### [Exercise requirements]
Could you transcribe the entries below exactly, without any of the pictures?

### [Given data]
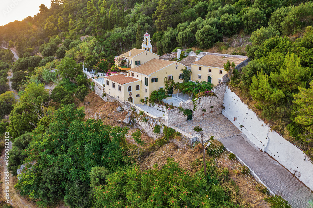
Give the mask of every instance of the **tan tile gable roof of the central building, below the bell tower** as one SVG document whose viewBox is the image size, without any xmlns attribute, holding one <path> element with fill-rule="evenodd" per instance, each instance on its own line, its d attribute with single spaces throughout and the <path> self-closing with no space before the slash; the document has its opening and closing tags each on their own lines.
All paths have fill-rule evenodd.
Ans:
<svg viewBox="0 0 313 208">
<path fill-rule="evenodd" d="M 164 67 L 167 67 L 168 65 L 172 63 L 175 63 L 175 62 L 154 58 L 137 67 L 130 69 L 129 71 L 137 72 L 137 73 L 144 74 L 144 75 L 150 75 Z"/>
</svg>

### [Result]
Give the mask of every instance of the **tan tile gable roof of the central building, below the bell tower** as one SVG document whose viewBox is the image size, without any xmlns attribute, holding one <path> element with fill-rule="evenodd" per instance, each instance on its own line, its d attribute with single spaces throughout and the <path> self-closing with no space before the slash; the document has its opening and closing tags each on their own lines.
All paths have fill-rule evenodd.
Ans:
<svg viewBox="0 0 313 208">
<path fill-rule="evenodd" d="M 164 67 L 167 67 L 168 65 L 172 63 L 175 63 L 175 62 L 154 58 L 137 67 L 130 69 L 129 71 L 137 72 L 137 73 L 144 74 L 144 75 L 150 75 Z"/>
</svg>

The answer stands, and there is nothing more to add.